» GIVEN TEXT:
########
Struggling with pagination

Hi,

I’ve been working with the Hubspot API, using the http node, and struggling to combine my paginated results for further processing.

I’ve put together a prototype flow that uses the Hubspot search endpoint to find “Companies” that have changed recently. I’ve managed to figure how to use the pagination, and have an IF node that is storing up each of the pages, but I’m struggling to merge the pages together.

I’ve cobbled together something from other forum topics, but it isn’t working, and I’m at the limit of my javascript capability (as in I have none :slight_smile:).

Here is the workflow

and here is a visual of the flow:

Any guidance on how to make the final function work to combine the pages would be helpful.

Thanks
Scott

Hey @scottjscott,

I don’t have the answer to your question but why not use the Hubspot node which has an option to get recently created / modified companies from a certain timestamp?

Hey @Jon, the short answer is that I will probably utilise the HubSpot connectors somewhere in my workflows.

The longer answer, for another time, is that I need to get an http style solution working that will allow me to deal with pagination because of data volumes: and it won’t be enough to rely upon webhooks / triggers.
########
» STATED EXERCISE:
Repeat word for word the portion of the forum thread that begins at "I’ve put together" and stops after "have none :slight_smile:).". The records that come next are separate from the forum thread.

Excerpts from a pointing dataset
########
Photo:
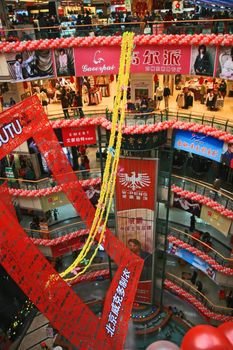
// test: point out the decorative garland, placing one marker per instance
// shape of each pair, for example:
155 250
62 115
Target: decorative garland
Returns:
145 129
50 190
203 200
59 240
195 302
110 171
179 243
162 39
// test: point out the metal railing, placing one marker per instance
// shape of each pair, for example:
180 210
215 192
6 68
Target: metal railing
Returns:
219 196
218 309
198 243
68 29
19 183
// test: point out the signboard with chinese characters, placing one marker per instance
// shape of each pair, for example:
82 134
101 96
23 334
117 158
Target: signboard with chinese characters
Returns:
218 221
197 143
79 136
135 200
161 59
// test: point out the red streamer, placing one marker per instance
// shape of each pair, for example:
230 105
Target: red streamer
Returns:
65 311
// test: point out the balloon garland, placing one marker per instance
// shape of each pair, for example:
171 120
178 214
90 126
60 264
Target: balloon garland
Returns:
179 243
194 301
203 200
146 129
162 39
109 177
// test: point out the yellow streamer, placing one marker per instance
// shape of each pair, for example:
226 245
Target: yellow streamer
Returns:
109 178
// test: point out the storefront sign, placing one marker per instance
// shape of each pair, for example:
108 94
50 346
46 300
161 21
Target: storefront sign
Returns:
218 221
161 59
186 204
9 173
96 60
191 259
201 144
79 136
9 131
143 141
135 200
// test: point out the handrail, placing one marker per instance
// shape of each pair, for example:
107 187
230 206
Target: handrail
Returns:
201 184
174 277
194 21
202 243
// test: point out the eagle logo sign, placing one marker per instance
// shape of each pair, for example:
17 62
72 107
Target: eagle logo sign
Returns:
134 182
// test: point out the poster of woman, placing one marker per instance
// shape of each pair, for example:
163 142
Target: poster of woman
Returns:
64 61
202 60
225 63
30 65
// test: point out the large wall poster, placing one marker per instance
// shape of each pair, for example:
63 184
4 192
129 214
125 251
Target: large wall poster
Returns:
30 65
203 60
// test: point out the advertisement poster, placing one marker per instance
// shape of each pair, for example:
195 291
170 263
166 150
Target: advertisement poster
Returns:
187 205
161 59
197 143
192 259
135 204
30 65
203 60
218 221
224 68
64 62
96 60
85 135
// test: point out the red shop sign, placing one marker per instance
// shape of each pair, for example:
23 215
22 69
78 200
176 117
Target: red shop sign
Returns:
79 136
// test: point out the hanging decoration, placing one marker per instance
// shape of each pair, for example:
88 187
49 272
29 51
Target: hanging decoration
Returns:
30 269
203 200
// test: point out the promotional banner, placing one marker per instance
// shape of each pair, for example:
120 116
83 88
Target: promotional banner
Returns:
96 60
30 65
84 135
161 59
218 221
192 259
186 204
135 204
197 143
29 268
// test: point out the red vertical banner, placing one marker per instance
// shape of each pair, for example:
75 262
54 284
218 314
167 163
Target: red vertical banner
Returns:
135 200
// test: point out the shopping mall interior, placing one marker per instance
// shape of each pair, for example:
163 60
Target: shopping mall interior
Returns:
116 174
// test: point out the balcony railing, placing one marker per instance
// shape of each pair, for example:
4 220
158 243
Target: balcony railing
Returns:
218 309
69 29
209 250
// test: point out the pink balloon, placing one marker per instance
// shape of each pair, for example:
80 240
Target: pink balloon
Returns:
162 345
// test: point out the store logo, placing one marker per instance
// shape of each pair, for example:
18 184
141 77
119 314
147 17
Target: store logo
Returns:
9 131
98 60
134 182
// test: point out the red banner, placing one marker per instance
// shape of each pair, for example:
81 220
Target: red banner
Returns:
32 272
84 135
135 200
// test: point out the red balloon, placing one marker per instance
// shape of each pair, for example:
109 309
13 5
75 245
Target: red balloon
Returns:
227 329
204 337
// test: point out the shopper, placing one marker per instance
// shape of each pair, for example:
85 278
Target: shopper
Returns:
65 104
192 222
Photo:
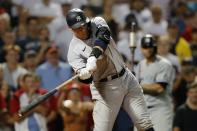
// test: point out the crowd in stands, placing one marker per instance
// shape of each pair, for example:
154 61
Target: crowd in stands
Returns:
34 40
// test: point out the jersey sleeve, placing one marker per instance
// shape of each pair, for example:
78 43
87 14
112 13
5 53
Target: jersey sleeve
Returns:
165 73
178 120
75 59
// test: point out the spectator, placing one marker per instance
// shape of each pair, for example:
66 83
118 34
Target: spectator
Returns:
4 94
32 35
157 25
179 46
46 8
110 19
8 39
35 119
53 72
11 68
30 62
186 77
156 76
142 13
22 37
186 114
59 31
193 46
124 41
4 25
163 49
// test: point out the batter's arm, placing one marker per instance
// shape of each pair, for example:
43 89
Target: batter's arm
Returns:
153 89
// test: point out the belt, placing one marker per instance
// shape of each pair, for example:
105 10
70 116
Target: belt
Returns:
121 73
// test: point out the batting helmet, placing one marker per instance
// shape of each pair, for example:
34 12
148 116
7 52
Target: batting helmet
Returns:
148 41
76 18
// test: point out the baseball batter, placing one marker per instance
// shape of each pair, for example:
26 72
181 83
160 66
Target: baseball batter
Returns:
93 55
156 76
########
» THE OUTPUT:
I’ve put together a prototype flow that uses the Hubspot search endpoint to find “Companies” that have changed recently. I’ve managed to figure how to use the pagination, and have an IF node that is storing up each of the pages, but I’m struggling to merge the pages together.

I’ve cobbled together something from other forum topics, but it isn’t working, and I’m at the limit of my javascript capability (as in I have none :slight_smile:).